**Task requirements**
(1) Answer these questions from the film review:
(a) Who directed the film?
(b) What is the runtime?
(c) In what world is the horror movie set?
(2) Please retype the film review from "Review by: Dave" to "something to enjoy.".
(3) Translate this sentence from the film review into Spanish: "Actually, Eric Wostenberg does indeed do that in this horror movie set in the murky world of pharmaceutical testing, and while it doesn’t exactly re-invent the wheel it does at least give us slavering horror freaks something to enjoy."

**Quoted passage**
□ □ □ □

Review by: Dave Wain
Stars: Travis Van Winkle, Tricia Helfer, Stephen Bogaert, John Bregar, Albert Chung
Written by: David Nahmod
UK Certification: 18
UK RRP: £12.99
UK DVD Region: 2
Runtime: 92 minutes
Directed by: Eric Wostenberg
UK Release Date: 17th March 2014
Distributor: High Fliers
In this film, a group of college kids…. No no no no no! Again? Really? Horror people, I know it’s been a staple of our much maligned genre for the last 40 years or so, and I’m not exactly averse to such a scenario, but if you’re going to do it then at least bring something original to the table. Actually, Eric Wostenberg does indeed do that in this horror movie set in the murky world of pharmaceutical testing, and while it doesn’t exactly re-invent the wheel it does at least give us slavering horror freaks something to enjoy.

□ □ □ □

**Dataset extract**
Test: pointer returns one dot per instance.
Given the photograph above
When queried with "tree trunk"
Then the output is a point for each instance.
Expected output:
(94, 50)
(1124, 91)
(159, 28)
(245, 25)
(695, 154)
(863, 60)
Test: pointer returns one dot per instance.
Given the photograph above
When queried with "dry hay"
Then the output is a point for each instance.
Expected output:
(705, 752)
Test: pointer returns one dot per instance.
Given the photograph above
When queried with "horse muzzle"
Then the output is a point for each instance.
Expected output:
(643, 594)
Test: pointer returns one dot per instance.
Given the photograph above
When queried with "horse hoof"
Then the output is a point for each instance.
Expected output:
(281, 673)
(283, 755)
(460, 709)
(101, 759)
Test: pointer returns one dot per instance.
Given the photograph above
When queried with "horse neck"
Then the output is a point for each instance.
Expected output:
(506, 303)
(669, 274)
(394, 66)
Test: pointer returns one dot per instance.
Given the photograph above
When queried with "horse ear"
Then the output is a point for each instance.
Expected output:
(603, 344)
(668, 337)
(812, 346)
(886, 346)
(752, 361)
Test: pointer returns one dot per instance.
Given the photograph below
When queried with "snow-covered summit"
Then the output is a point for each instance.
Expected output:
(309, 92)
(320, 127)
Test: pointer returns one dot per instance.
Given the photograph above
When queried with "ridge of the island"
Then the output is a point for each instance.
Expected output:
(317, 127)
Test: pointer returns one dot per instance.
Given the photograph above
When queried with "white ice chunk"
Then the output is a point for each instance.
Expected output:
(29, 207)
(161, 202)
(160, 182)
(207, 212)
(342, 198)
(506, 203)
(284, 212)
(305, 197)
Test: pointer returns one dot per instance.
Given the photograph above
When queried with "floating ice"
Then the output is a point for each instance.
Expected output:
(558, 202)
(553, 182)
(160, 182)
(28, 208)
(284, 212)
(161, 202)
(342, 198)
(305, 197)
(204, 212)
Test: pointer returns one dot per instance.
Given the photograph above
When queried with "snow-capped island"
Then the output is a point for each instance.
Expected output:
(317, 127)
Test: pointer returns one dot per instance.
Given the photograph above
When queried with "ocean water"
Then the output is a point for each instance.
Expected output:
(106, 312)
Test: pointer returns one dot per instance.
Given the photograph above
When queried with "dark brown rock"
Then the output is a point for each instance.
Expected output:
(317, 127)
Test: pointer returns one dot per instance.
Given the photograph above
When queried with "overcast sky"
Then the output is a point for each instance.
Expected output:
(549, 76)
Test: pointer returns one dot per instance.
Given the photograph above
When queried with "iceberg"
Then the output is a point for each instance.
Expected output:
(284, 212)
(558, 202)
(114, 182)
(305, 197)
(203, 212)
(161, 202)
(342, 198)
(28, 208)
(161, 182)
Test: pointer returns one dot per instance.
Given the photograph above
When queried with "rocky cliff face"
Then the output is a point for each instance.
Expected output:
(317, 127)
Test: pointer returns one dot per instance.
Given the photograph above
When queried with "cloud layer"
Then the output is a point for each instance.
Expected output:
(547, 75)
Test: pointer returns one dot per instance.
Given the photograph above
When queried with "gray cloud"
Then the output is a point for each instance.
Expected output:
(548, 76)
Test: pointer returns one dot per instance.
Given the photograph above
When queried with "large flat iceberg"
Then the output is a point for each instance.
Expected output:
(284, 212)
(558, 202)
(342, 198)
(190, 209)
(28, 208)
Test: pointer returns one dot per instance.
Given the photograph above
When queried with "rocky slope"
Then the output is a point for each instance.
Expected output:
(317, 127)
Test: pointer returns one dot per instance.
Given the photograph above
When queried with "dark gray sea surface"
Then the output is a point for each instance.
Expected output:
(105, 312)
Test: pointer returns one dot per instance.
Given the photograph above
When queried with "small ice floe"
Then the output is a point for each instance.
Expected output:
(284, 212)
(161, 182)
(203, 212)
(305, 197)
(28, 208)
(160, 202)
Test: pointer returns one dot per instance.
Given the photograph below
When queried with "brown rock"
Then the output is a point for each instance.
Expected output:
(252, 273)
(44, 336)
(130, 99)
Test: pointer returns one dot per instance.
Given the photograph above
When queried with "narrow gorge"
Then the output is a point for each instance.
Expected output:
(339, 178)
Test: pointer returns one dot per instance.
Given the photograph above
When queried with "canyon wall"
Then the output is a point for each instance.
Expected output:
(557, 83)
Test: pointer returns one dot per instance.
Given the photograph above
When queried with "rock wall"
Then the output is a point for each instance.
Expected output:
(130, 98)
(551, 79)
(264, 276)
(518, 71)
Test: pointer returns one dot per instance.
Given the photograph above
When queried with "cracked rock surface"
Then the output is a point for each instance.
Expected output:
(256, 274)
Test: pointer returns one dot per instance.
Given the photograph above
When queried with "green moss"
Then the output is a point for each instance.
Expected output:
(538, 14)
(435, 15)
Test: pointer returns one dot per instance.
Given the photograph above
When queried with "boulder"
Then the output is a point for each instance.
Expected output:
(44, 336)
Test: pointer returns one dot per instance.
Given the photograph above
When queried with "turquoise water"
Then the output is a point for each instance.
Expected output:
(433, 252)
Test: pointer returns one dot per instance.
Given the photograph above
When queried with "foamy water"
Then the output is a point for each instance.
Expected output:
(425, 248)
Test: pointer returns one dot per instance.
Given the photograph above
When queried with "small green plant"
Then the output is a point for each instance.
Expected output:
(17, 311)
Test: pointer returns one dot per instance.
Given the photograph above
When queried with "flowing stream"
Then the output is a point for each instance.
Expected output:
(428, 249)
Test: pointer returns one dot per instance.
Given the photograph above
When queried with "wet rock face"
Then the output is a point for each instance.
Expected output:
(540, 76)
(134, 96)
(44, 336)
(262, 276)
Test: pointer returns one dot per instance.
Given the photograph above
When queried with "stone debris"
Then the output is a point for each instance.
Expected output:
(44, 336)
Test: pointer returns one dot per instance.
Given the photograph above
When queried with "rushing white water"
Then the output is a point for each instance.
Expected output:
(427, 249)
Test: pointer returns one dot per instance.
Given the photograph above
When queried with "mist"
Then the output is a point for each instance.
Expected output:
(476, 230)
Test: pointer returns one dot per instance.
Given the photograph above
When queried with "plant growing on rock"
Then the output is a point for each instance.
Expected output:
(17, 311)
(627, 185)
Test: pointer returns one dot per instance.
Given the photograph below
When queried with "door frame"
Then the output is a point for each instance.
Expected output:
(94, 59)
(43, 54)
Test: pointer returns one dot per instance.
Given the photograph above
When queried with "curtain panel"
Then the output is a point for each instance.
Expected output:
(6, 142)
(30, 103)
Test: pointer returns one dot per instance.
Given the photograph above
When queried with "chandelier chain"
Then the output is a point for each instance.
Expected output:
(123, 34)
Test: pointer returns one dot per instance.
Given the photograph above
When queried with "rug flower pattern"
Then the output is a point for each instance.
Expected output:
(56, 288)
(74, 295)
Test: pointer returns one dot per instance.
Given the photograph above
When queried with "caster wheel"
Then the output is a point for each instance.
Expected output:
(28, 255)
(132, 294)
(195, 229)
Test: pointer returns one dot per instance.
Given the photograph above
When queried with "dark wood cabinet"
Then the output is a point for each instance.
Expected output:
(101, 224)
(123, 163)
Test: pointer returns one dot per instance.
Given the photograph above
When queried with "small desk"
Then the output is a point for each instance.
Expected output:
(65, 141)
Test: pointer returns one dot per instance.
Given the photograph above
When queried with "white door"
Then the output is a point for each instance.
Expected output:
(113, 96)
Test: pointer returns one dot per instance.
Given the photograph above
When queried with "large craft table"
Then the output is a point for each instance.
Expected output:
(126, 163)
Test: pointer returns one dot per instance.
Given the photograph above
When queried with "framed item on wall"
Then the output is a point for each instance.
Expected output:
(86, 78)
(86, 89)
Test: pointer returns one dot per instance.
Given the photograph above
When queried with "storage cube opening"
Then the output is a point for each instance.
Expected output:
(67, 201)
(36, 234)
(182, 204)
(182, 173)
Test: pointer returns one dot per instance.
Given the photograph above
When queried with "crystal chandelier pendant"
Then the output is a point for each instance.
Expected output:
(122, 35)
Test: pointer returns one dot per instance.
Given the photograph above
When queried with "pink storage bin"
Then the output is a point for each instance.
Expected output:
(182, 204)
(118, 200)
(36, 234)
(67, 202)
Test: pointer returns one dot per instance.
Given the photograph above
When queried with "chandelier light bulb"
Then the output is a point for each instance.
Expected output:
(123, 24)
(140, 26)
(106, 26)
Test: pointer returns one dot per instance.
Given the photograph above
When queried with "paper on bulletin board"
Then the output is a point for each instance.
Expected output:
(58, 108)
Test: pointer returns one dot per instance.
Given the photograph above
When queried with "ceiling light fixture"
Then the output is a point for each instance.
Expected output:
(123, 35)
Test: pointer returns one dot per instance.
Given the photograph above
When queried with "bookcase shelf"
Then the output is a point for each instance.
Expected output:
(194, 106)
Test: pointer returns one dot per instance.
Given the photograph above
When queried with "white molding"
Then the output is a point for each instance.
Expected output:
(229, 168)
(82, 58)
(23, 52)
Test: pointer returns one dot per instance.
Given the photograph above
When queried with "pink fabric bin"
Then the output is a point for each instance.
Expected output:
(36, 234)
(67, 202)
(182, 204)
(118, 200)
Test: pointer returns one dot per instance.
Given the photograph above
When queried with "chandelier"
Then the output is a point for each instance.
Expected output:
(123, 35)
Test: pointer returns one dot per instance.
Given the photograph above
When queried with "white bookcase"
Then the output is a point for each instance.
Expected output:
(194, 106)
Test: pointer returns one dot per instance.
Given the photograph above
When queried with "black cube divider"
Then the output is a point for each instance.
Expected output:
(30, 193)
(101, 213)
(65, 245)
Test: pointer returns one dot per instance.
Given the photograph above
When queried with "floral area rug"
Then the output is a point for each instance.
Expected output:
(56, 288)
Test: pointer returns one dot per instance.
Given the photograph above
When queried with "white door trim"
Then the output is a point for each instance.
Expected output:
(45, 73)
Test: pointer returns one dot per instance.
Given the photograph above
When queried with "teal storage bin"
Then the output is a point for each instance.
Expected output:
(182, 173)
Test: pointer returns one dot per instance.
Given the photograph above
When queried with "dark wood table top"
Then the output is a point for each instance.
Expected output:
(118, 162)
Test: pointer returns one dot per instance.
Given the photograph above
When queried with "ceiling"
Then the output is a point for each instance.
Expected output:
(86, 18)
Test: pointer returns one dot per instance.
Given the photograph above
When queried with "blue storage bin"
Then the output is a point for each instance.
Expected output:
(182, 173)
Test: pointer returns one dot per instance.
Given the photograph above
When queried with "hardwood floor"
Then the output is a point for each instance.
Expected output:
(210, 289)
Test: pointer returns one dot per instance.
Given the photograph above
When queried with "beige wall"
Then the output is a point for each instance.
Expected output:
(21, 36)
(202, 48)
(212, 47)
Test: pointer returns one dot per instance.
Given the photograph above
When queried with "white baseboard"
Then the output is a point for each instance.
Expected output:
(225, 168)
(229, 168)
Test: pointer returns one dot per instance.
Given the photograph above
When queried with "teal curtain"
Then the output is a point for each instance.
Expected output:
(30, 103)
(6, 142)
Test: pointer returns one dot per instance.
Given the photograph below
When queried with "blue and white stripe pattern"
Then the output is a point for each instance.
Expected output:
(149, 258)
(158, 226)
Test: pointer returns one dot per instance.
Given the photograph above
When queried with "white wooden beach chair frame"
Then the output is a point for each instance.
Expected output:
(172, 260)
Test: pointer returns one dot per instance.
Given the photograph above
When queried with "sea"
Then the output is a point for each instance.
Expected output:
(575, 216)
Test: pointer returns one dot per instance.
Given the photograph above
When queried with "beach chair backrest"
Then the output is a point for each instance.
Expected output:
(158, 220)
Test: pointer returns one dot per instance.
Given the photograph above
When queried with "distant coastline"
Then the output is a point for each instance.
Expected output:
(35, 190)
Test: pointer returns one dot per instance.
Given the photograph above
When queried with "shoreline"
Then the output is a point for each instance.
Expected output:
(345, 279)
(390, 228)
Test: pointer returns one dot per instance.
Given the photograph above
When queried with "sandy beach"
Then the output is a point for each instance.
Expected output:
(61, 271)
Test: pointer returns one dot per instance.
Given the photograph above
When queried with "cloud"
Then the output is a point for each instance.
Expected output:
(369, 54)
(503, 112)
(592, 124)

□ □ □ □

**Task-by-task solutions**
(1)
(a) Eric Wostenberg
(b) 92 minutes
(c) The murky world of pharmaceutical testing

(2)
Review by: Dave Wain
Stars: Travis Van Winkle, Tricia Helfer, Stephen Bogaert, John Bregar, Albert Chung
Written by: David Nahmod
UK Certification: 18
UK RRP: £12.99
UK DVD Region: 2
Runtime: 92 minutes
Directed by: Eric Wostenberg
UK Release Date: 17th March 2014
Distributor: High Fliers
In this film, a group of college kids…. No no no no no! Again? Really? Horror people, I know it’s been a staple of our much maligned genre for the last 40 years or so, and I’m not exactly averse to such a scenario, but if you’re going to do it then at least bring something original to the table. Actually, Eric Wostenberg does indeed do that in this horror movie set in the murky world of pharmaceutical testing, and while it doesn’t exactly re-invent the wheel it does at least give us slavering horror freaks something to enjoy.

(3) De hecho, Eric Wostenberg sí lo hace en esta película de terror ambientada en el turbio mundo de los ensayos farmacéuticos, y aunque no reinventa precisamente la rueda, al menos nos da a los babeantes fanáticos del terror algo que disfrutar.